-- DIRECTIONS FOR THIS TASK --
Return exactly the lines that run from the one with "of the reflection" to the last line of the entries below, both included, and nothing else.

-- LISTED ENTRIES --
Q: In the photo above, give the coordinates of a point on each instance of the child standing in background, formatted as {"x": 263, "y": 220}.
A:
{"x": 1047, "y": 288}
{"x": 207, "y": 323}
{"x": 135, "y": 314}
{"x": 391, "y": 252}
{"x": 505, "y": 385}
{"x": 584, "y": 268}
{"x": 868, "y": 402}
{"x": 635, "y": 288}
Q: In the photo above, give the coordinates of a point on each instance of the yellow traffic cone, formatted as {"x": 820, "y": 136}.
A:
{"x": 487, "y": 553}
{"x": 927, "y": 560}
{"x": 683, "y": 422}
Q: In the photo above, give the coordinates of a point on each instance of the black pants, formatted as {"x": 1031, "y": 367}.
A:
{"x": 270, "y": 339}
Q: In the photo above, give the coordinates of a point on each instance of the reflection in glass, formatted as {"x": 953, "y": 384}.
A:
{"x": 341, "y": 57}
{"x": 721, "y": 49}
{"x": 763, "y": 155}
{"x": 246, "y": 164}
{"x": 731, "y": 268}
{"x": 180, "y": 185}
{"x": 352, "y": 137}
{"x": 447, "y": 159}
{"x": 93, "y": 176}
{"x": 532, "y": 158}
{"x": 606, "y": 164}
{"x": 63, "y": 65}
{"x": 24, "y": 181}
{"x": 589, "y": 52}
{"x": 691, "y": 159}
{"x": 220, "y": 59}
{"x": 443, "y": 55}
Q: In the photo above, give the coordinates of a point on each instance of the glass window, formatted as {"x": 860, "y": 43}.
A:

-- EXERCISE ANSWER --
Q: In the photo above, give the coordinates of a point on each instance of the reflection in glass, formatted as {"x": 953, "y": 384}.
A:
{"x": 341, "y": 57}
{"x": 721, "y": 49}
{"x": 763, "y": 155}
{"x": 246, "y": 164}
{"x": 731, "y": 268}
{"x": 180, "y": 185}
{"x": 352, "y": 137}
{"x": 447, "y": 159}
{"x": 93, "y": 176}
{"x": 532, "y": 158}
{"x": 606, "y": 164}
{"x": 63, "y": 65}
{"x": 24, "y": 181}
{"x": 589, "y": 52}
{"x": 691, "y": 159}
{"x": 220, "y": 59}
{"x": 443, "y": 55}
Q: In the photo above, give the coordinates of a point on each instance of the glass window, formatted as {"x": 860, "y": 43}.
A:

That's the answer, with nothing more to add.